(Named object pointing entries)
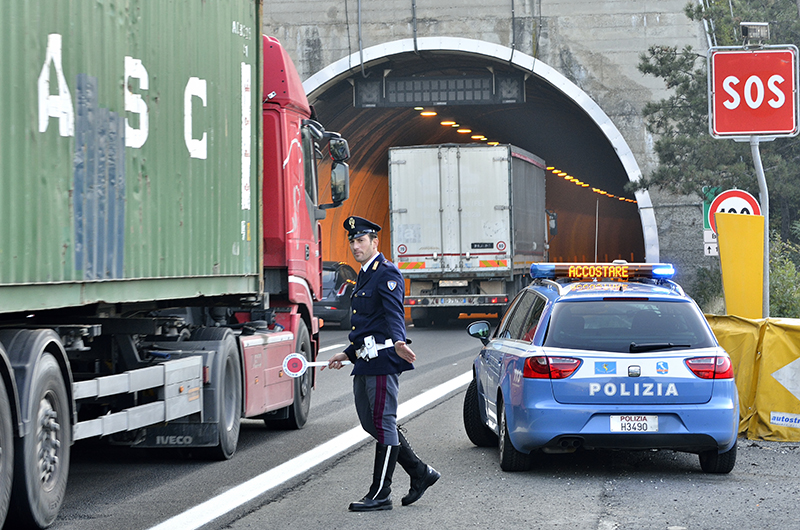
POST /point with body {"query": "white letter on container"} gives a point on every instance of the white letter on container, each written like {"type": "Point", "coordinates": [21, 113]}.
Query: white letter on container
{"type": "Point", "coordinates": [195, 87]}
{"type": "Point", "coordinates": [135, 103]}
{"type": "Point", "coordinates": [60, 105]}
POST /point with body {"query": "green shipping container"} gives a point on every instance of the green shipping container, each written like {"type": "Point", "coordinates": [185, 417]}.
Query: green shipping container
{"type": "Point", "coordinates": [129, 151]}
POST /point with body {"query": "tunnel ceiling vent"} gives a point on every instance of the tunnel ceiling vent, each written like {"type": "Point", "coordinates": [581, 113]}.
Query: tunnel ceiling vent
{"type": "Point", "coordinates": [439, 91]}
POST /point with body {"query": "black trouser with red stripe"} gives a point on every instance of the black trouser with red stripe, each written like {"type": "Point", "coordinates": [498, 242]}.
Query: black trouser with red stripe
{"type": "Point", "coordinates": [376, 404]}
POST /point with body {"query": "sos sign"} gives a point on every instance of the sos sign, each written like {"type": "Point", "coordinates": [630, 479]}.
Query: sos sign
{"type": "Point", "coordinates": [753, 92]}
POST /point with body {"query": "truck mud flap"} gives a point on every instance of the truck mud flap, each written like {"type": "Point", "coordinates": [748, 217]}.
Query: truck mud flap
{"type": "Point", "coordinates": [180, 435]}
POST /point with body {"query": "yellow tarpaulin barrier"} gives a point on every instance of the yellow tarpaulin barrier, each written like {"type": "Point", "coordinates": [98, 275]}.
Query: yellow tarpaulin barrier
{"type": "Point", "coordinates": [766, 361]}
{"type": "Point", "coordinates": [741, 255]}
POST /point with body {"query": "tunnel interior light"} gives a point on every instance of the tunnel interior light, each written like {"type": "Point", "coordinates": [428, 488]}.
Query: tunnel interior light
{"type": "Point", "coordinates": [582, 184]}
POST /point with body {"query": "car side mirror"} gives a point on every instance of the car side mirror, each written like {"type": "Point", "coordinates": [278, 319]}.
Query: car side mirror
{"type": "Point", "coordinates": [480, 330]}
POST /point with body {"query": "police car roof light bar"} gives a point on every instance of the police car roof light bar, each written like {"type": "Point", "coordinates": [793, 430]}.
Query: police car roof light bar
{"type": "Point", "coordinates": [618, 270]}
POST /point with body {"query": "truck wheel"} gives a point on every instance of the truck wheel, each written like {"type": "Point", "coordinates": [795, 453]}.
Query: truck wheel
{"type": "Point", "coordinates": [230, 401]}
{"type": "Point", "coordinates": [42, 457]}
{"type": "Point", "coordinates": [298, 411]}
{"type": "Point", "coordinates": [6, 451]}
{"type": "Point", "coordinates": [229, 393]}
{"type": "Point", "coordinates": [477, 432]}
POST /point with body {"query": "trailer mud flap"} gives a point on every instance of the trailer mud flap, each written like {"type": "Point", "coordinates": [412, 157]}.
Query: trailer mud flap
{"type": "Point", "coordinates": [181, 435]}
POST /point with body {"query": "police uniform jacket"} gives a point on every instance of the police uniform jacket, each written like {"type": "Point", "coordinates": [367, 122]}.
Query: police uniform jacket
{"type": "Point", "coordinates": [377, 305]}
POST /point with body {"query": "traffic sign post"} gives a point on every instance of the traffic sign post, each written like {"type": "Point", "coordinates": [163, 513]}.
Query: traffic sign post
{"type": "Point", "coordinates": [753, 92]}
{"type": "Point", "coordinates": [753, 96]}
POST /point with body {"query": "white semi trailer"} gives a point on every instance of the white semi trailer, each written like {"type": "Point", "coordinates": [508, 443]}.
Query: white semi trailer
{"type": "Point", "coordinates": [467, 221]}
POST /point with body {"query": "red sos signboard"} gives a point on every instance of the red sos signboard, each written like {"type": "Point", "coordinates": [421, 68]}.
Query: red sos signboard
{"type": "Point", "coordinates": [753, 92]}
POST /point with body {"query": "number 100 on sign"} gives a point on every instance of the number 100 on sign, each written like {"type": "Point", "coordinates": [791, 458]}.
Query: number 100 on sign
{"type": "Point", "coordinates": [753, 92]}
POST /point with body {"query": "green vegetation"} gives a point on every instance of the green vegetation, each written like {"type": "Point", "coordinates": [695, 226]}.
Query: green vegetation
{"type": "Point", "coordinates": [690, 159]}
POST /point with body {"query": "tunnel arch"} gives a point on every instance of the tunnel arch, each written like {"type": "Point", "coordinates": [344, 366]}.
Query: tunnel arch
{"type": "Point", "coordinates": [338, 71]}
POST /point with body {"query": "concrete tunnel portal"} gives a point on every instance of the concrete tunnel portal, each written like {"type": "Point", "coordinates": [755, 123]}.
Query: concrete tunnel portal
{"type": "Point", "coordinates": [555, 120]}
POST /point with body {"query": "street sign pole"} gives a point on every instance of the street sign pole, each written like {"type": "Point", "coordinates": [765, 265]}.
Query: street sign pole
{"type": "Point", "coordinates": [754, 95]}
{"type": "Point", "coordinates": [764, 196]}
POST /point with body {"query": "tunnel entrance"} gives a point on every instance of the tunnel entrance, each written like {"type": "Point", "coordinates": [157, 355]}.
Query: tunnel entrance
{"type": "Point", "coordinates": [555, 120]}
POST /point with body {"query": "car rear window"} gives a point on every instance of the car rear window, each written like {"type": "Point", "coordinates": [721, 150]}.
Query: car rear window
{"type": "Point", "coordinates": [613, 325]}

# WRITTEN REQUEST:
Quote the records above exactly, leaving out any pictures.

# ANSWER TO THIS PROBLEM:
POST /point with body {"query": "white letter on container"} gives a point on every instance of the white letter on container, each written like {"type": "Point", "coordinates": [21, 113]}.
Query: white letter on container
{"type": "Point", "coordinates": [195, 87]}
{"type": "Point", "coordinates": [135, 103]}
{"type": "Point", "coordinates": [60, 105]}
POST /point with body {"query": "green shipping container"} gives a point on every instance of the green shipping container, each written like {"type": "Point", "coordinates": [185, 417]}.
Query: green shipping container
{"type": "Point", "coordinates": [129, 151]}
POST /point with body {"query": "tunnel ceiling vent"} gives a point on every instance of the tunnel ceiling vent, each written like {"type": "Point", "coordinates": [581, 113]}.
Query: tunnel ceiling vent
{"type": "Point", "coordinates": [439, 91]}
POST /point with body {"query": "black trouser with red stripe"} gives a point on every instance of the black trouser with red stripe, each written like {"type": "Point", "coordinates": [498, 242]}.
Query: black trouser with red stripe
{"type": "Point", "coordinates": [376, 404]}
POST /point with body {"query": "sos sign"} gives a point on every instance of the sos sign, each written like {"type": "Point", "coordinates": [630, 479]}.
Query: sos sign
{"type": "Point", "coordinates": [753, 92]}
POST /point with body {"query": "truck mud flap"} gives a point on every instance of the truck mud flap, each written like {"type": "Point", "coordinates": [748, 217]}.
Query: truck mud flap
{"type": "Point", "coordinates": [180, 435]}
POST /point with body {"query": "yellow tarpaulin barrier"} gives a point on every instance of the yellow tarpaulin barrier, each written like {"type": "Point", "coordinates": [98, 275]}.
Query: yellow tarpaulin barrier
{"type": "Point", "coordinates": [766, 361]}
{"type": "Point", "coordinates": [741, 255]}
POST /point with body {"query": "tunnel interior light"} gives a point on every instance of the tunnel interior light, each written like {"type": "Point", "coordinates": [428, 488]}.
Query: tunnel interior light
{"type": "Point", "coordinates": [582, 184]}
POST /point with body {"query": "car side mirror"} gives a point on every instance of the car side mirror, each written like {"type": "Point", "coordinates": [278, 319]}.
Query: car side mirror
{"type": "Point", "coordinates": [480, 330]}
POST /point with body {"query": "police car roof light bar"} gives a point on every instance of the police car roof light bar, each written like {"type": "Point", "coordinates": [793, 430]}.
Query: police car roof light bar
{"type": "Point", "coordinates": [618, 270]}
POST /point with body {"query": "truck wheel"} gives a point on every instance of the truck wheel, each written like {"type": "Point", "coordinates": [795, 453]}.
Query: truck wheel
{"type": "Point", "coordinates": [230, 401]}
{"type": "Point", "coordinates": [42, 457]}
{"type": "Point", "coordinates": [298, 411]}
{"type": "Point", "coordinates": [6, 451]}
{"type": "Point", "coordinates": [229, 393]}
{"type": "Point", "coordinates": [477, 432]}
POST /point with body {"query": "trailer mud flap"} gives a point on every instance of the trailer mud flap, each written like {"type": "Point", "coordinates": [412, 157]}.
Query: trailer mud flap
{"type": "Point", "coordinates": [181, 435]}
POST /point with body {"query": "police uniform jacket"} gives a point on every instance of the police uniform jacket, each written like {"type": "Point", "coordinates": [367, 122]}.
Query: police uniform jacket
{"type": "Point", "coordinates": [377, 305]}
POST /point with body {"query": "traffic sign post"} gives a point on every instance of the traffic sign post, each written like {"type": "Point", "coordinates": [163, 513]}.
Query: traffic sign post
{"type": "Point", "coordinates": [753, 92]}
{"type": "Point", "coordinates": [753, 96]}
POST /point with body {"query": "white semi trailer"} gives a point on every instance of the white semi trailer, each written like {"type": "Point", "coordinates": [508, 443]}.
Query: white semi trailer
{"type": "Point", "coordinates": [467, 221]}
POST /point with body {"query": "red sos signboard"} gives a point on every instance of the red sos signboard, each written like {"type": "Point", "coordinates": [421, 68]}.
Query: red sos signboard
{"type": "Point", "coordinates": [753, 92]}
POST /point with body {"query": "number 100 on sign"} gives a point on every instance of the number 100 on sign, each written like {"type": "Point", "coordinates": [791, 458]}.
Query: number 100 on sign
{"type": "Point", "coordinates": [753, 92]}
POST /point with body {"query": "green vegetation"} gives a point on every instance of the green vegetation, each written like {"type": "Point", "coordinates": [695, 226]}.
Query: green vegetation
{"type": "Point", "coordinates": [690, 159]}
POST /point with body {"query": "tunnel arch"} gives a point on every instance of the tunnel arch, each written like {"type": "Point", "coordinates": [344, 366]}.
Query: tunnel arch
{"type": "Point", "coordinates": [338, 71]}
POST /point with body {"query": "concrete tunnel portal"} gives a point on every instance of the concrete tunnel portal, each written like {"type": "Point", "coordinates": [755, 123]}.
Query: concrete tunnel portal
{"type": "Point", "coordinates": [555, 120]}
POST /point with body {"query": "street sign pole"} gives a point on every instance of the street sign pole, each written like {"type": "Point", "coordinates": [765, 265]}.
Query: street sign pole
{"type": "Point", "coordinates": [754, 95]}
{"type": "Point", "coordinates": [764, 196]}
POST /point with body {"query": "tunnel entrance"} gives a point on every instance of the tunnel entrance, each written like {"type": "Point", "coordinates": [157, 355]}.
Query: tunnel entrance
{"type": "Point", "coordinates": [555, 120]}
POST /point with body {"query": "car rear window"} gives a point on every instance of the car rear window, each written like {"type": "Point", "coordinates": [721, 150]}.
Query: car rear window
{"type": "Point", "coordinates": [613, 325]}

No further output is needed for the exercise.